-- EXCERPT --

----------------

Lord Donaldson of Lymington

Lord Donaldson of Lymington, who died on Wednesday aged 84, was Master of the Rolls from 1982 to 1992 and the most open and approachable senior judge of his day.

Before his appointment as head of the civil judiciary, Donaldson had gained extensive experience on the ill-defined borderline between the law and politics. In the early 1970s he was in the spotlight as president of the controversial Industrial Relations Tribunal, when he coolly parried criticisms from trades unionists and Labour MPs. In 1976 he presided over the trial of the Maguires, whose convictions were quashed years later, leading to criticism of Donaldson in an inquiry.

The popular myth grew that Donaldson was biased in favour of the establishment. Yet many Conservative lawyers found him too brash, and his approach to civil liberties led one radical lawyer to observe in 1982 that "he has a passion for justice". His brisk and confident courtroom manner annoyed some barristers who thought him too quick on the uptake, but his demeanour stemmed from a deeply-felt commitment to sweep away delays in the justice system. He would deal directly with the press, which he skilfully used in his campaign for more judges.

----------------

-- LISTED ENTRIES --
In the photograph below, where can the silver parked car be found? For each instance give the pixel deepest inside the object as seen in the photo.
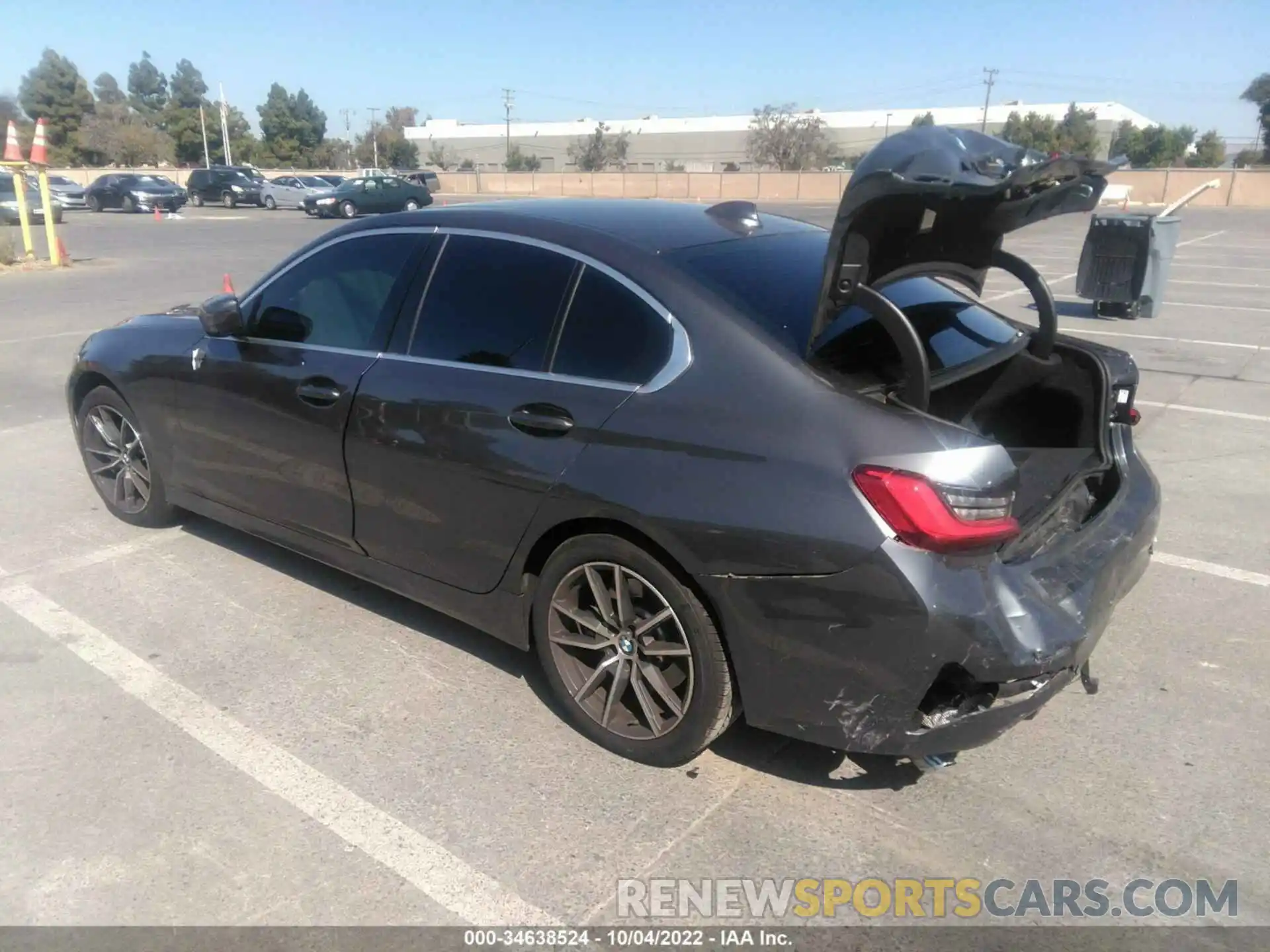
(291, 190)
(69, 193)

----------------

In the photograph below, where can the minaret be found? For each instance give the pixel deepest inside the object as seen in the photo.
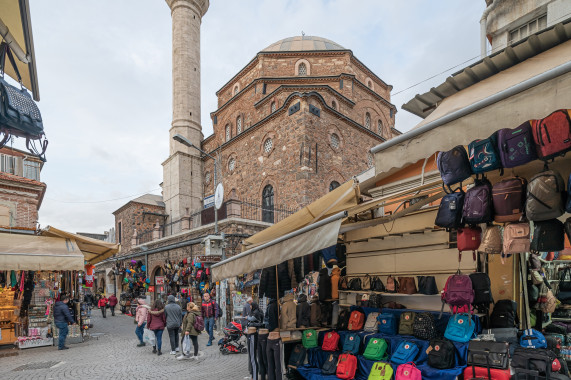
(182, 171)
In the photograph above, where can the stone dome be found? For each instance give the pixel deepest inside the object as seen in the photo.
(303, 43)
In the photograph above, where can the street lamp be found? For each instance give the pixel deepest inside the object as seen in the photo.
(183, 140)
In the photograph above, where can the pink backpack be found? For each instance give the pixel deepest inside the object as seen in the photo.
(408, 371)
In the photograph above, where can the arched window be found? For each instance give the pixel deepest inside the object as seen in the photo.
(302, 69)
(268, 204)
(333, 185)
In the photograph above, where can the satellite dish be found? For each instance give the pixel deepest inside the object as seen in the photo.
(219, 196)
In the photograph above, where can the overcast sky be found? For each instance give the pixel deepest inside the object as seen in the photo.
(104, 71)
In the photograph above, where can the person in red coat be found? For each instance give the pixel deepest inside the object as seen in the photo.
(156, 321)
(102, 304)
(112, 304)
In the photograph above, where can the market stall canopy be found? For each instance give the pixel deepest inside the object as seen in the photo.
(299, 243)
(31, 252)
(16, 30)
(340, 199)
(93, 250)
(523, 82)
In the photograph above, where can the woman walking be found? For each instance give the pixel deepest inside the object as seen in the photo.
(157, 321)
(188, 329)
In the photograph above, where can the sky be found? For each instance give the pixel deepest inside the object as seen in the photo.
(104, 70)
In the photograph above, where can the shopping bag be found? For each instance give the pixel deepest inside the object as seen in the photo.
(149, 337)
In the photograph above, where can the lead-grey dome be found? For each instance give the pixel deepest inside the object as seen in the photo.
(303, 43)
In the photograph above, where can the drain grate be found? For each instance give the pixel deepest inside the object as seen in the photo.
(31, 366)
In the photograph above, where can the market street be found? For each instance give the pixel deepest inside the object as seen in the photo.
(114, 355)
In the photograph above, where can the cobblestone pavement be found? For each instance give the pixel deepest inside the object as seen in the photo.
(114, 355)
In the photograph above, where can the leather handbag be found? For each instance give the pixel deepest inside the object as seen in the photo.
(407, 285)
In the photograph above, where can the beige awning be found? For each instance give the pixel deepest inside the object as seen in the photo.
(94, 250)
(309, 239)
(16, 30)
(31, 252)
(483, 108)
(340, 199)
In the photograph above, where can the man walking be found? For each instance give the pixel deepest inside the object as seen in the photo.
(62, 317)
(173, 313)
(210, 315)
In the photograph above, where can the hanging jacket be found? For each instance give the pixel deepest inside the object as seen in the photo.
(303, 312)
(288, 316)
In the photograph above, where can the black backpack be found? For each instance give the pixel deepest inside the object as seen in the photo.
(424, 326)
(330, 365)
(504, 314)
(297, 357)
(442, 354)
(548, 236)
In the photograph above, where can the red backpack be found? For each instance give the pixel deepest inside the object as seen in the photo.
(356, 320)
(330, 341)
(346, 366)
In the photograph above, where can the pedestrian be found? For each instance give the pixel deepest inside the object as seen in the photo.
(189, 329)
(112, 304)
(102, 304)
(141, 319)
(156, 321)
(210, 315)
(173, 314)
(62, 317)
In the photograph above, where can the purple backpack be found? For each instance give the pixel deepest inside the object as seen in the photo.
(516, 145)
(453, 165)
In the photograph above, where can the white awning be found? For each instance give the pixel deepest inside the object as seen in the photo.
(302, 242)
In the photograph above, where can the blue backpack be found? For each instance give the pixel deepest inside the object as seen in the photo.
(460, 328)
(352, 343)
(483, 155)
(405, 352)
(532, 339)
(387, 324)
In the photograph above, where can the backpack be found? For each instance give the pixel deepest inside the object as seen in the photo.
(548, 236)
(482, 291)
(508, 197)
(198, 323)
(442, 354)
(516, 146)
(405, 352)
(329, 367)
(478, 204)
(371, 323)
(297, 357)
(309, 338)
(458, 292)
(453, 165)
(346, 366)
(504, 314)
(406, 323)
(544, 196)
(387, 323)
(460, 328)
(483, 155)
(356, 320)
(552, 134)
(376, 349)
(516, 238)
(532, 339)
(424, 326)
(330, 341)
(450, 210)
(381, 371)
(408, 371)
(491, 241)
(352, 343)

----------------

-- EXERCISE INSTRUCTIONS --
Reproduce the obituary of Lord Donaldson of Lymington word for word, from its title line through the final sentence.

-- FINISHED TASK --
Lord Donaldson of Lymington

Lord Donaldson of Lymington, who died on Wednesday aged 84, was Master of the Rolls from 1982 to 1992 and the most open and approachable senior judge of his day.

Before his appointment as head of the civil judiciary, Donaldson had gained extensive experience on the ill-defined borderline between the law and politics. In the early 1970s he was in the spotlight as president of the controversial Industrial Relations Tribunal, when he coolly parried criticisms from trades unionists and Labour MPs. In 1976 he presided over the trial of the Maguires, whose convictions were quashed years later, leading to criticism of Donaldson in an inquiry.

The popular myth grew that Donaldson was biased in favour of the establishment. Yet many Conservative lawyers found him too brash, and his approach to civil liberties led one radical lawyer to observe in 1982 that "he has a passion for justice". His brisk and confident courtroom manner annoyed some barristers who thought him too quick on the uptake, but his demeanour stemmed from a deeply-felt commitment to sweep away delays in the justice system. He would deal directly with the press, which he skilfully used in his campaign for more judges.